Directive A
Can you gather every line of the listing below that contains the string "cone", treating uppercase and lowercase as different?

Text
■ ■ ■
Nasty powerbomb and a Ligerbomb by Edwards for 2, Die Hard Driver (a Northern
Lights bomb variation) finishes it at 15:44. Hey, let’s put on a good match
just for the sake of putting on a good match, what a concept… ***1/2, I can’t in
good conscience go any higher when neither guy would sell anything for more
than 5 seconds. I will say that Ishimori looked GREAT here, and if WWE ever
gets serious about bringing back the cruiserweight division he should be one of
the first people they call.
ROH TV Title: Mark
Briscoe vs. Matt Taven (C) (w/ Truth Martini, Scarlett Bordeaux, and some other
Taven is wearing the belt like Johnny Nitro used to. Crowd is solidly
behind Mark, obviously. Back-and-forth technical stuff to start (headlock,
wristlock, etc…), with the camera focusing more on the girls than the match. Mark
hits a wheel kick and Taven bails. Fuck, this is going to be just like the
match with Adam Cole, isn’t it? Taven burns some time fixing his headband
before getting back in the ring. Taven misses an enziguri and Mark pounds away,
crowd chants “Fuck him up”. Mark gets a belly-to-belly and Taven bails again, Mark
dropkicks him through the ropes and follows him out and sends Taven to the
barricade. He suplexes Taven from the floor to the apron, then hops back in and
dropkicks Taven to the floor again when he tries to get back in the ring.
Another suplex on the apron, then a scoop slam on the floor. Does Mark realize
that he needs to win this in the ring? He goes up top, but Bordeaux distracts
the ref and Martini knocks him off. Taven gets Divorce Court for 2 and goes to
the arm, then hits a spinning boot for 2. Mark flips out of a suplex and goes
to his usual terrible striking, but gets distracted by Martini and nailed with
a spinkick. Vertical suplex and a twisting springboard senton gets 2 for Taven.
Mark comes back with more redneck kung-fu and a suplex into the corner for 2,
but the froggy elbow hits the knees. Taven hits a neckbreaker for 2 and goes up
top but takes too long, Iconoclasm by Mark is blocked but he still manages to
hit a powerbomb for 2. Taven tries a springboard something but botches it (with
the required “You fucked up!” chant) and eats a spinebuster, Mark stalls while
they figure out what to do. He gets a DVD, Martini tries to take his head off
with the Book of Truth but misses, and the 2 girls distract the ref (and Mark)
by making out. If I saw Scarlett Bordeaux making out with another chick 3 feet
away from me I’d forget about the match too. Taven rolls Mark up while holding
the shorts to finish at 13:45. *, these guys never had a chance thanks to the
booking, and as long as Taven is paired with Martini his matches will continue
to suck. Does ROH realize that Taven can actually work and doesn’t need the
circus at ringside to cover up his deficiencies?
Davey Richards vs.
■ ■ ■
Task material
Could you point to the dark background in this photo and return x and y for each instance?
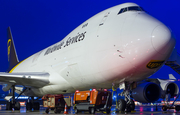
(37, 24)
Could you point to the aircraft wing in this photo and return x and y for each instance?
(31, 79)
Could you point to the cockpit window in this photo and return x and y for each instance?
(131, 8)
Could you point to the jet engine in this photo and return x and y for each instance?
(168, 87)
(146, 92)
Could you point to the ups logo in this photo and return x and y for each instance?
(154, 64)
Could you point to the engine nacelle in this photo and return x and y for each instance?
(168, 87)
(146, 92)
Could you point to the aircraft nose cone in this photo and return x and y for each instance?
(162, 40)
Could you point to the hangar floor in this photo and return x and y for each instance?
(143, 110)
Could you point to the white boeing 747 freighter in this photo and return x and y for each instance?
(121, 47)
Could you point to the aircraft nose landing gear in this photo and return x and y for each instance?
(126, 104)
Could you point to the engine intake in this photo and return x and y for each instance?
(146, 92)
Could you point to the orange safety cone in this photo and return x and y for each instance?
(65, 109)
■ ■ ■
Directive B
Can you copy the wrestling review above between "by making out." and "up his deficiencies?", inclusive?

Worked answer A
Could you point to the aircraft nose cone in this photo and return x and y for each instance?
Could you point to the orange safety cone in this photo and return x and y for each instance?

Worked answer B
by making out. If I saw Scarlett Bordeaux making out with another chick 3 feet
away from me I’d forget about the match too. Taven rolls Mark up while holding
the shorts to finish at 13:45. *, these guys never had a chance thanks to the
booking, and as long as Taven is paired with Martini his matches will continue
to suck. Does ROH realize that Taven can actually work and doesn’t need the
circus at ringside to cover up his deficiencies?